--- Begin ---
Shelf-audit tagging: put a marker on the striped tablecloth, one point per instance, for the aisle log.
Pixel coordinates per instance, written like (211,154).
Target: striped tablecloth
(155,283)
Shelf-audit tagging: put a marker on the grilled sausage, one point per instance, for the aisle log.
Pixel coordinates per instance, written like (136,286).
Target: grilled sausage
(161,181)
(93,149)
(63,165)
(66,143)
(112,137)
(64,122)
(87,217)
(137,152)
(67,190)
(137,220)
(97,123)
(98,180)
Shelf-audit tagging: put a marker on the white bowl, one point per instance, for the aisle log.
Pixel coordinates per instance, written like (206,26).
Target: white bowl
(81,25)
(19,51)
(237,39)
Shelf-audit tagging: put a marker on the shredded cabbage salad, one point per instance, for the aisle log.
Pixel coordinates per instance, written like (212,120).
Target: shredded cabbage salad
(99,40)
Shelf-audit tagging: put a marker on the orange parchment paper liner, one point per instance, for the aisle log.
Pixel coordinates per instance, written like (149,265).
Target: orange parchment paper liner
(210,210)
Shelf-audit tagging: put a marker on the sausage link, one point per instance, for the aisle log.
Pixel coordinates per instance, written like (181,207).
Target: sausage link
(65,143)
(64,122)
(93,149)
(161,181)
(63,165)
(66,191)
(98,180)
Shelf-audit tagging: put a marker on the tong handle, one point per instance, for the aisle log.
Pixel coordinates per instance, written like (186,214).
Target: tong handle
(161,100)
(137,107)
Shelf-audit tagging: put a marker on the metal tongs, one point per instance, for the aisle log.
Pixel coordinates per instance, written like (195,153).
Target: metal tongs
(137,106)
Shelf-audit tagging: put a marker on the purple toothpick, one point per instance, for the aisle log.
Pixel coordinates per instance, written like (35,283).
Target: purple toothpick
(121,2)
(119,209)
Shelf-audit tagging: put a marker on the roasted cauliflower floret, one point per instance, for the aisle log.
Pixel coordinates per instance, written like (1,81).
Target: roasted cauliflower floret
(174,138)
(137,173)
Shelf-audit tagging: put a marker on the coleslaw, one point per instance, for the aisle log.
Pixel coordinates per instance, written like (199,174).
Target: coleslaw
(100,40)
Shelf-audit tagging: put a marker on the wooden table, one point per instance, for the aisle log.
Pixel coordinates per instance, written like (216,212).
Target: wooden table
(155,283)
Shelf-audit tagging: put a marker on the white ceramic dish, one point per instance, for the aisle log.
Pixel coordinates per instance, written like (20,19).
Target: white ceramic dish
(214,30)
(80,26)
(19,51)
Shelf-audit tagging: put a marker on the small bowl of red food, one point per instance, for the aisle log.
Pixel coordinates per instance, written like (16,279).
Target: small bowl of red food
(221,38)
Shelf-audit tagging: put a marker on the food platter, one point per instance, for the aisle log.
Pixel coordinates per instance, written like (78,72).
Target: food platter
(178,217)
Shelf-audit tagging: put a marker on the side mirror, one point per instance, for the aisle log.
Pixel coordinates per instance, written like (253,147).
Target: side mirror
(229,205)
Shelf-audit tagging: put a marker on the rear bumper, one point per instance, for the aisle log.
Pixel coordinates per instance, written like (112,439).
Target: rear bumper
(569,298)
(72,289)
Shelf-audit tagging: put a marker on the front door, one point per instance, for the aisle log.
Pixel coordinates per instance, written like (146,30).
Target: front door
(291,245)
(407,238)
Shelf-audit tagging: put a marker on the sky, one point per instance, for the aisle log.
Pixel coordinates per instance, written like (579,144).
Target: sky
--- End ---
**Problem details**.
Return, word for word, each line from the line that contains "Shelf-audit tagging: put a marker on the side" to the end of the listing above; include both end lines and nothing else.

**Exercise answer**.
Shelf-audit tagging: put a marker on the side mirror, one point per instance, for the aisle log.
Pixel coordinates per instance, written like (253,147).
Target: side mirror
(229,205)
Shelf-audit tagging: put a marker on the rear bumper, one point per instance, for the aisle log.
Pixel coordinates per instance, written like (112,439).
Target: rear bumper
(569,298)
(72,289)
Shelf-audit tagging: put a marker on the front door, one point per instance, for the aisle log.
Pixel coordinates per instance, written like (146,30).
Target: front door
(291,245)
(407,238)
Shelf-audit tagging: put a marker on the sky, one point per instance, for the aisle log.
Pixel coordinates per instance, written like (579,144).
Target: sky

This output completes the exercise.